TEXTO FORNECIDO –
____

Assim, e considerando as conclusões do apelante, a questão essencial a decidir consiste em saber qual o prazo prescricional aplicável às prestações do condomínio em causa nos presentes autos: se o de 5 anos, previsto no artigo 310.º, g), do CC, se o prazo ordinário de prescrição de 20 anos, previsto no artigo 309.º, do CC.

II.2.1 O Tribunal de primeira instância deu como assentes os seguintes factos:

1. Na assembleia geral de condóminos do prédio urbano sito no n.º … da Avenida … …, realizada no dia ..de …de 2007 foi deliberado a dívida da oponente ascende 5.971,04€, correspondente às quotas dos anos de 1999 (502,78€), 2000 (502,78€+1.197,11€), 2001 (502,78€ + 343,17€ + 408,52€), 2002 (502,78€), 2003 (502,78€), 2004 (502,78€), 2005 (502,78€), 2006 (502,78€).
2. As quotas de condomínio vencem-se ao 15.º dia do trimestre ou ao 15.º dia do semestre a que correspondem.
3. A oponente foi citada para os termos da execução em Maio de 2008.

II.2.2 Apreciando.

Quanto à questão de saber qual o prazo prescricional aplicável às quotas de condomínio em causa nos presentes autos: se o de 5 anos, previsto no artigo 310.º, g), do CC, se o prazo ordinário de prescrição de 20 anos, previsto no artigo 309.º, do CC.

Sustenta o apelante que o prazo prescricional aplicável às quotas do condomínio é o prazo ordinário de 20 anos previsto no artigo 319.º do CC.

____

Registos de dados de apontamento –
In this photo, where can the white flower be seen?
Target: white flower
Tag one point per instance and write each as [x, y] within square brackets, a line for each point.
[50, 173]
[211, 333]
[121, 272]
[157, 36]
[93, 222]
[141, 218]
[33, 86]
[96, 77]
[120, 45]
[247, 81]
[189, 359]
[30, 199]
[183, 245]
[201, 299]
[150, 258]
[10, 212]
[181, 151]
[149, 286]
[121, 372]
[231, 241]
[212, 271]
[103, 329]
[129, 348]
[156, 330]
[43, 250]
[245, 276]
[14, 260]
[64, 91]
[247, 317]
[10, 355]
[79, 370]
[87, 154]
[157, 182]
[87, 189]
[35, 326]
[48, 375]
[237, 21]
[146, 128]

____

TAREFAS PROPOSTAS –
**A)** Segundo o texto sobre a prescrição das quotas de condomínio, em que dia se vencem essas quotas?
**B)** Escreva a continuação do texto sobre a prescrição das quotas de condomínio a partir do ponto em que termina.
A listagem não desempenha qualquer papel no que aqui se pede.

RESPOSTAS POR TAREFA –
**A)** Vencem-se ao 15.º dia do trimestre ou ao 15.º dia do semestre a que correspondem.

**B)**
Para tanto, alega, em síntese, que tais comparticipações nas despesas comuns são prestações instantâneas fracionadas – e não periodicamente renováveis, como entendeu o Tribunal a quo -, uma vez que só surgem após a aprovação pela assembleia de condóminos (conclusões 1.ª a 5.ª e 8.ª a 11.ª). Além disso, foram aprovadas quotas extra para os anos de 2000 e 2001, as quais, sem qualquer dúvida, não são periodicamente renováveis (conclusões 6.ª e 7.ª); por outro lado, o prazo de 5 anos é “…manifestamente insuficiente e não se adapta à realidade da propriedade horizontal…”, sendo certo que só se poderá demandar judicialmente um condómino incumpridor se houver capacidade financeira para o fazer, tendo os respetivos custos judiciais de ser suportados por todos os restantes condóminos (conclusões 12.ª a 19.ª). Com o prazo curto de 5 anos estar-se-iam, pois, a penalizar os restantes condóminos por não terem tido posses para acionar mais cedo a ação judicial e, ao mesmo tempo, a premiar o condómino incumpridor à custa dos restantes (conclusões 20.ª e seguintes).

Salvo melhor opinião, não tem o apelante razão.
Com efeito, estamos no domínio de uma das formas do direito de propriedade, mais concretamente, no regime da chamada propriedade horizontal, o qual tem a ver com “…um edifício dividido em frações, constituindo unidades independentes e isoladas, pertencentes a proprietários diversos…”, nos termos do artigo 1414.º do CC.
Na propriedade horizontal “…se congregam duas situações jurídicas distintas: uma de «propriedade singular», no que respeita às frações autónomas do edifício (andares, apartamentos, etc.); e outra de «compropriedade», cujo objeto é constituído pelas partes comuns referidas no artigo 1421.º [do CC] […]. O que verdadeiramente caracteriza a propriedade horizontal é, pois, a fruição de um edifício por parcelas ou frações independentes, mediante a utilização de partes ou elementos afetados ao serviço do todo. Trata-se, em suma, da coexistência, num mesmo edifício, de propriedades distintas, perfeitamente individualizadas, ao lado da compropriedade de certos elementos, forçadamente comuns […]; trata-se de um direito real «novo», de um novo tipo introduzido no direito das coisas…”[1].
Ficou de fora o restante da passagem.